[ÉNONCÉ 1]
Extrayez du texte sur la vie religieuse le passage qui commence par "Ce qui frappe" et se poursuit jusqu'à "même le martyre.".

[TEXTE À LIRE]

================

À partir de là se dessinent quelques-uns des traits les plus typiques de notre vie religieuse : le sens d’une obéissance conçue comme recherche communautaire de la volonté de Dieu ; l’autorité comprise comme médiation humaine nécessaire pour illuminer de l’intérieur cette recherche et surtout la fidélité vue non plus comme la soumission à de petites prescriptions légales mais comme l’ouverture à Dieu qui appelle au cœur de toute situation historique et dont la voix sera écoutée et discernée en communauté, avec simplicité et disponibilité. Cette expérience de foi fait que les événements, les personnes et les choses deviennent révélateurs du Seigneur.
En raison de la situation du continent, les communautés essaient de vivre leur consécration comme une expérience de transcendance : remise en valeur de l’humain essentiel qui tend non à se centrer sur la recherche du pouvoir, de l’avoir et du savoir, mais à faire dès maintenant et sans cesse le saut ultime de la foi.
Ainsi les religieux s’efforcent de ne pas instaurer de dualisme dans la réalité de leur vie, ils tentent de ne pas séparer consécration et mission, en donnant dans ce but aux vœux, expression de leur consécration, le sens missionnaire de la construction du Royaume. Ils le font :
- par la dénonciation du pouvoir, lorsqu’il est oppression ; de l’amour, lorsqu’il devient possession ; de l’avoir, lorsqu’il marginalise ; du savoir, quand il se mue en idéologie ;
- par l’annonce de ce que sera l’humanité lorsqu’elle atteindra sa plénitude dans le Royaume de justice, de solidarité, de vérité, d’amour et de liberté ;
- moyennant la présentation de modèles concrets de vie qui stimulent la recherche d’une société où l’autorité est service, où les biens sont partagés et où l’amour est un amour d’oblation. C’est cela que nous appelons lasignification politique des vœux, de la communauté, de la vie religieuse.
Ce qui frappe lorsqu’on rencontre les nouvelles communautés, c’est le sentiment que leurs membres ont assumé de façon vitale le caractère absolu du Seigneur et la relativité de tout le reste ; sans nier la valeur des choses, on reconnaît leur nature de moyens qui se réfèrent à l’absolu. Cela se perçoit aisément dans le style de vie, l’attitude, les engagements concrets. On découvre surtout ce sens de l’absolu dans la manière dont les membres de certaines communautés ont vécu la souffrance, la persécution et même le martyre.

================

[ENREGISTREMENTS FOURNIS]
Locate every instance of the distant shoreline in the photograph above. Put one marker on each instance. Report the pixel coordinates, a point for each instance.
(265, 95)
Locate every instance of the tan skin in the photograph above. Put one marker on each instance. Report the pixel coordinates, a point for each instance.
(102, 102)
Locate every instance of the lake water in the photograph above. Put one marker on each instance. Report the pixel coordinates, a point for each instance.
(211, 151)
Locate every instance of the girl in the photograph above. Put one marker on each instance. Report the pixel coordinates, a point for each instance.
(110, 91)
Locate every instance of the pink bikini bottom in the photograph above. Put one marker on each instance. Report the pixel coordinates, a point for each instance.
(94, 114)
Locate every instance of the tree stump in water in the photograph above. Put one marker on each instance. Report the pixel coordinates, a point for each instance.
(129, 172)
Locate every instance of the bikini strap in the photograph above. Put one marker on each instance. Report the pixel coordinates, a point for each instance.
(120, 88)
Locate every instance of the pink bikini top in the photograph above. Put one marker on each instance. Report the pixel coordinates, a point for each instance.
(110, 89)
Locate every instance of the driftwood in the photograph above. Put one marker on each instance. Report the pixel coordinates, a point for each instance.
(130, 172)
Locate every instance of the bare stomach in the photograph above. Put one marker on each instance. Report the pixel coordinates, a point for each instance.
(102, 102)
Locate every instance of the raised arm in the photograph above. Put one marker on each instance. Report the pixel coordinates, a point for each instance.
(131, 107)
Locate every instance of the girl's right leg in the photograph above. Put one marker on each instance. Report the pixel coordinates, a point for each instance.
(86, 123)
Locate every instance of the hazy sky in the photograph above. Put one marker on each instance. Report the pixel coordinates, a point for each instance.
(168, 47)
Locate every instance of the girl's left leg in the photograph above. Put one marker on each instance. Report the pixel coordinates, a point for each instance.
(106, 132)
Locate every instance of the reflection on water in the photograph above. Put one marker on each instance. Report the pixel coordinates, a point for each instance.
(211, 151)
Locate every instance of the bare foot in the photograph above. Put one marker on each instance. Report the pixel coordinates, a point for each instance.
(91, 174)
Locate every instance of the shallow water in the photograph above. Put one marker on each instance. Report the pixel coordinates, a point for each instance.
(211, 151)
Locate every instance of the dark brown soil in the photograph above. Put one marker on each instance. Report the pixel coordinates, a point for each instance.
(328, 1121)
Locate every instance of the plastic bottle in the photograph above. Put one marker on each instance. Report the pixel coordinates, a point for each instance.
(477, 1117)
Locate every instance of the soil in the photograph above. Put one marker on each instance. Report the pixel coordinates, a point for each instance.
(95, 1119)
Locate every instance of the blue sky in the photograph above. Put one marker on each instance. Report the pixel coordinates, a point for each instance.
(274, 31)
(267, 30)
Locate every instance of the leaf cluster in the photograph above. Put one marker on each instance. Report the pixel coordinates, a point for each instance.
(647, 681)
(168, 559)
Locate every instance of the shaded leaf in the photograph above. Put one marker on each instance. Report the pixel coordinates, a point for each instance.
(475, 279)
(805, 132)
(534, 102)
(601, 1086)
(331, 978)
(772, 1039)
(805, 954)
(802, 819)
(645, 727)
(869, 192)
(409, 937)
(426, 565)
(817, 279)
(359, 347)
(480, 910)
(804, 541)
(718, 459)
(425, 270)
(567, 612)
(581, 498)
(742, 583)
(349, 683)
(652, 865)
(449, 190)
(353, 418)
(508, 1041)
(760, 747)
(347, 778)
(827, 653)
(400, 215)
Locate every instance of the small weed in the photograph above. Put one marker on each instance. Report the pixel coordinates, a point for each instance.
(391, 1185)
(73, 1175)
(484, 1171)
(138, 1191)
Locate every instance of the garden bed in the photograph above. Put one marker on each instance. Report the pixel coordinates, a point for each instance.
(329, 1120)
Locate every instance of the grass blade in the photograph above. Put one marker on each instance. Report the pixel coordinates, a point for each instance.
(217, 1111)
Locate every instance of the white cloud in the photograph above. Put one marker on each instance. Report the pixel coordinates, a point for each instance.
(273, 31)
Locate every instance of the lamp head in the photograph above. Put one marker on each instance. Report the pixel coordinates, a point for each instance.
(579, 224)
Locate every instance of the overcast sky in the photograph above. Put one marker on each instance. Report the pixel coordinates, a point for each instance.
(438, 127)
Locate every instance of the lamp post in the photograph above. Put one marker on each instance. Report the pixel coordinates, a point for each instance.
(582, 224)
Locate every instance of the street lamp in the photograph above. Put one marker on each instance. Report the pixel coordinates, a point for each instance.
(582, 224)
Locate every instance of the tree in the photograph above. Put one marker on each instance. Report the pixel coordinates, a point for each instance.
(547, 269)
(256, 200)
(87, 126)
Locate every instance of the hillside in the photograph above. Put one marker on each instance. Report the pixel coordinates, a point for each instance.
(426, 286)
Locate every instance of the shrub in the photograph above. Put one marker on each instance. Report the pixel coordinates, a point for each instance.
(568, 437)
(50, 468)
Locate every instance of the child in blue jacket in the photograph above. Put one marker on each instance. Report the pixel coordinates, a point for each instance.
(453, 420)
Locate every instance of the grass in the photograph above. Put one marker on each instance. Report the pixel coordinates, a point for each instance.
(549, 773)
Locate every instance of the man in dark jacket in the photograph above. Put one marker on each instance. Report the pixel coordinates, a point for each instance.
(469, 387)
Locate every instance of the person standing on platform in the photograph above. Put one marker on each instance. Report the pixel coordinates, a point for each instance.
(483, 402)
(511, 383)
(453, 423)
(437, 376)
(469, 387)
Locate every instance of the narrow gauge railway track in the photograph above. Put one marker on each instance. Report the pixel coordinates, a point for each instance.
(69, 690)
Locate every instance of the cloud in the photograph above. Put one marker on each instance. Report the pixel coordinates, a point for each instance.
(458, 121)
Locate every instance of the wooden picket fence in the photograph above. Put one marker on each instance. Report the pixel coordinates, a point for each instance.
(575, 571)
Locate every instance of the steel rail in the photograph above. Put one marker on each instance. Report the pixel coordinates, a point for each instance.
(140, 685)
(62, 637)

================

[ÉNONCÉ 2]
Dans les enregistrements, reprenez uniquement les lignes allant de celle qui contient "Locate every instance of the garden" jusqu'à celle qui contient "(217, 1111)", les deux incluses et les demandes comprises. Ajoutez -119 à chaque coordonnée des réponses.

[RÉPONSE 1]
Ce qui frappe lorsqu’on rencontre les nouvelles communautés, c’est le sentiment que leurs membres ont assumé de façon vitale le caractère absolu du Seigneur et la relativité de tout le reste ; sans nier la valeur des choses, on reconnaît leur nature de moyens qui se réfèrent à l’absolu. Cela se perçoit aisément dans le style de vie, l’attitude, les engagements concrets. On découvre surtout ce sens de l’absolu dans la manière dont les membres de certaines communautés ont vécu la souffrance, la persécution et même le martyre.

[RÉPONSE 2]
Locate every instance of the garden bed in the photograph above. Put one marker on each instance. Report the pixel coordinates, a point for each instance.
(210, 1001)
Locate every instance of the grass blade in the photograph above. Put one marker on each instance. Report the pixel coordinates, a point for each instance.
(98, 992)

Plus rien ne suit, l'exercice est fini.